A Reagan Democrat is a traditionally Democratic voter in the Northern United States, referring to working class residents who supported Republican presidential candidates Ronald Reagan in the 1980 or the 1984 presidential elections, or  George H. W. Bush during the 1988 presidential election.  The term Reagan Democrat remains part of the lexicon in American political jargon because of Reagan's continued widespread popularity among a large segment of the electorate.

Overview

During the 1980 election a dramatic number of voters in the United States, disillusioned with the economic malaise of the 1970s and the presidency of Jimmy Carter (even more than four years earlier moderate Republican Gerald Ford), supported former California governor and former Democrat Ronald Reagan. Reagan's optimistic tone managed to win over a broad set of voters to an almost unprecedented degree (for a Republican since moderate war hero Eisenhower's victories in 1952 and 1956) across the board, but did not make particular demographic inroads with Democratic voters, with the possible exception of national security voters (a focused yet relatively small group, difficult to find decisive empirical support for and identified in 1980 with Democrat Henry "Scoop" Jackson, a Reagan ally for a brief period after 1980 until his death in 1983).

The term Reagan Democrat is sometimes used to describe moderate Democrats who are more conservative than liberal on certain issues like national security and immigration. The term Reagan Democrat also refers to the vast sway that Reagan held over the House of Representatives during his presidency, even though the house had a Democratic majority during both of his terms. The term also hearkens back to Richard Nixon's silent majority, a concept that Ronald Reagan himself used during his political campaigns in the 1970s.

Democratic pollster Stan Greenberg issued a study of Reagan Democrats, analyzing white ethnic voters (largely unionized auto workers) in Macomb County, Michigan, just north of Detroit. The county voted 63 percent for John F. Kennedy in 1960, but 66 percent for Reagan in 1984. He concluded that Reagan Democrats no longer saw the Democratic party as champions of their working class aspirations, but instead saw them as working primarily for the benefit of others: the very poor, feminists, the unemployed, African Americans, Latinos and other groups. In addition, Reagan Democrats enjoyed gains during the period of economic prosperity that coincided with the Reagan administration following the "malaise" of the Carter administration. They also supported Reagan's strong stance on national security and opposed the 1980s Democratic Party on such issues as pornography, crime, and high taxes.

Greenberg periodically revisited the voters of Macomb County as a barometer of public opinion until he conducted a 2008 exit poll that found "nearly 60 percent" of Macomb County voters were comfortable' with Mr. Obama", drawing the conclusion that Macomb County had "become normal and uninteresting" and "illustrates America's evolving relationship with race". As such, Greenberg stated in an op-ed for The New York Times: "I'm finished with the Reagan Democrats of Macomb County in suburban Detroit after making a career of spotlighting their middle-class anger and frustrations about race and Democratic politicians". Obama ultimately won Macomb County by a comfortable 53–45% margin that year, the same margin he won nationally. In 2016, Macomb County voted for Donald Trump, and did so again in 2020.

SUPPLIED RECORDS:
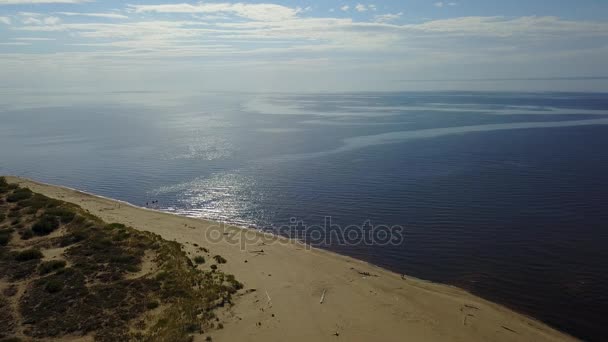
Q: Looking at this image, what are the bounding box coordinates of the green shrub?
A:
[45,208,76,224]
[0,230,12,246]
[19,229,34,240]
[213,255,226,264]
[32,215,59,236]
[6,188,32,203]
[15,248,43,262]
[146,301,159,310]
[38,260,66,275]
[44,279,63,293]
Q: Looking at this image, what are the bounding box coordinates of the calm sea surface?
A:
[0,92,608,341]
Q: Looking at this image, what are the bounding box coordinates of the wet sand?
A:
[7,177,576,342]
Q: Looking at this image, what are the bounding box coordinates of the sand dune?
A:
[7,177,575,342]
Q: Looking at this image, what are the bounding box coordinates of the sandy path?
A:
[7,177,574,342]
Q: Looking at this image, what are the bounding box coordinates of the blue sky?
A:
[0,0,608,91]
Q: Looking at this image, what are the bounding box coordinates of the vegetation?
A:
[213,255,226,264]
[0,177,243,341]
[38,260,66,275]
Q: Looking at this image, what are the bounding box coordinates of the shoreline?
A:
[7,176,576,341]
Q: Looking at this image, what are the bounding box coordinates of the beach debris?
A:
[350,267,378,277]
[501,325,517,334]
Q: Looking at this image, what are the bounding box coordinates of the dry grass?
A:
[0,177,242,341]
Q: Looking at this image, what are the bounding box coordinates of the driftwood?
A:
[350,267,378,277]
[502,325,517,334]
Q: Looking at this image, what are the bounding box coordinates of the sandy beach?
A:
[7,177,576,341]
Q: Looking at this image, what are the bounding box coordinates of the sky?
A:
[0,0,608,92]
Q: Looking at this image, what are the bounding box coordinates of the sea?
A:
[0,89,608,341]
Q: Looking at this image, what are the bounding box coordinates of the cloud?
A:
[434,1,457,8]
[56,12,129,19]
[355,4,367,12]
[0,0,92,5]
[13,37,56,42]
[129,3,301,21]
[21,14,61,26]
[374,12,403,23]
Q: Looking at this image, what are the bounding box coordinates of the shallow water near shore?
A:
[0,92,608,340]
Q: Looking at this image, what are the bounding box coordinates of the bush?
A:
[44,279,63,293]
[19,229,34,240]
[0,230,12,246]
[45,208,76,224]
[38,260,66,275]
[213,255,226,264]
[32,215,59,235]
[146,301,159,310]
[15,248,43,262]
[6,188,32,203]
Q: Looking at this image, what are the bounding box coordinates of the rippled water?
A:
[0,92,608,341]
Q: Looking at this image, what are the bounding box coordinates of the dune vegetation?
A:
[0,177,242,341]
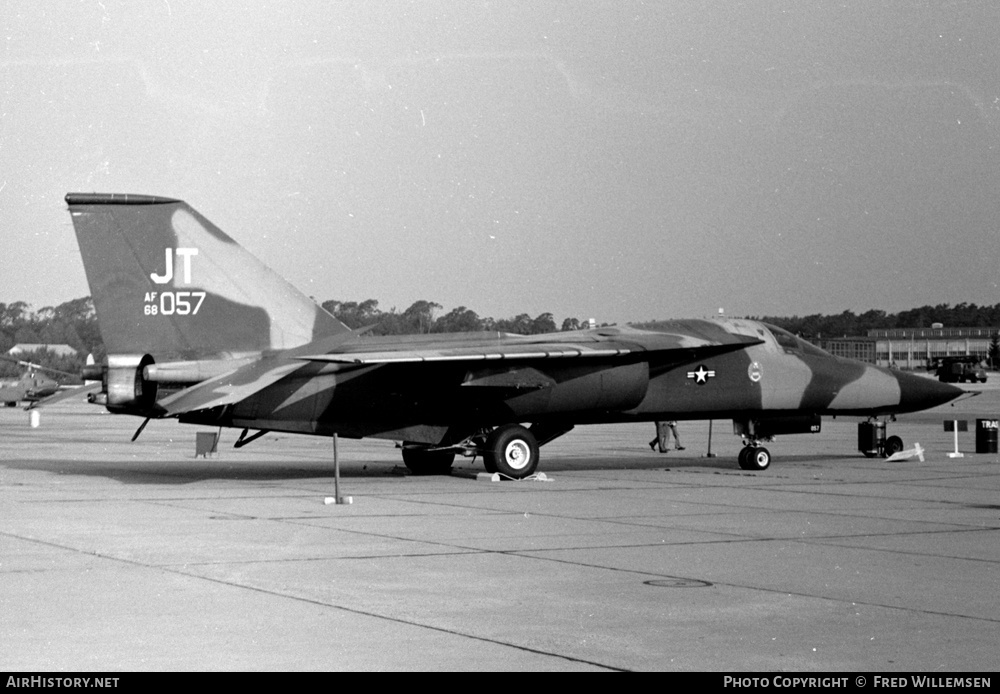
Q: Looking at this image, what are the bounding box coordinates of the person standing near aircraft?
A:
[649,420,684,453]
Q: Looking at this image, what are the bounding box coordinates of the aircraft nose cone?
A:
[893,371,965,412]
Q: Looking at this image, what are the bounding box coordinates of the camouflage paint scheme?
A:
[66,193,963,477]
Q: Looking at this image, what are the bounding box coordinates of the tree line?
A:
[758,303,1000,340]
[0,297,1000,382]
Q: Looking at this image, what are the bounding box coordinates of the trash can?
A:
[976,419,1000,453]
[858,422,885,458]
[194,431,219,458]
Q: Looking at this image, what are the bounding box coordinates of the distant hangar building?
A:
[819,324,1000,369]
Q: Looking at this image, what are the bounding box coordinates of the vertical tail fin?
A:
[66,193,348,359]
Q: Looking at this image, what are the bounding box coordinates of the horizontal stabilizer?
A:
[157,359,302,417]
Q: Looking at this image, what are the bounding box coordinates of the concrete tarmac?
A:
[0,378,1000,673]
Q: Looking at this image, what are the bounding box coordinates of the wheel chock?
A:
[885,443,924,463]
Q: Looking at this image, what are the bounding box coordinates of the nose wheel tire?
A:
[738,446,771,471]
[483,424,538,480]
[883,436,903,458]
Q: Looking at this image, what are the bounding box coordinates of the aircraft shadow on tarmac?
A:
[3,453,872,486]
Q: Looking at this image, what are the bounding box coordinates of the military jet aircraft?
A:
[66,193,963,478]
[0,357,76,407]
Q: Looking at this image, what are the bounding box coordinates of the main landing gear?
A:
[858,419,903,458]
[403,424,573,480]
[737,441,771,470]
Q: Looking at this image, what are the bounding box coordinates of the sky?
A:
[0,0,1000,323]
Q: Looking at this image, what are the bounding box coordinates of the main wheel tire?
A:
[746,447,771,471]
[403,444,455,475]
[483,424,538,480]
[882,436,903,458]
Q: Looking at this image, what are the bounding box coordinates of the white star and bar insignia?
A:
[688,364,715,385]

PROBLEM SET:
**1.** Answer these from the text on Reagan Democrats:
(a) What percentage of Macomb County voters supported John F. Kennedy in 1960?
(b) Which Democrat were national security voters identified with in 1980?
(c) By what margin did Obama win Macomb County in 2008?
**2.** Reproduce the lines of the records between the line containing "of the vegetation?" and the line containing "[501,325,517,334]", inclusive.

TASK RESPONSES:
**1.**
(a) 63 percent
(b) Henry "Scoop" Jackson
(c) 53–45%

**2.**
Q: Looking at this image, what are the bounding box coordinates of the vegetation?
A:
[213,255,226,264]
[0,177,243,341]
[38,260,66,275]
Q: Looking at this image, what are the bounding box coordinates of the shoreline?
A:
[7,176,576,341]
Q: Looking at this image, what are the bounding box coordinates of the beach debris?
A:
[350,267,378,277]
[501,325,517,334]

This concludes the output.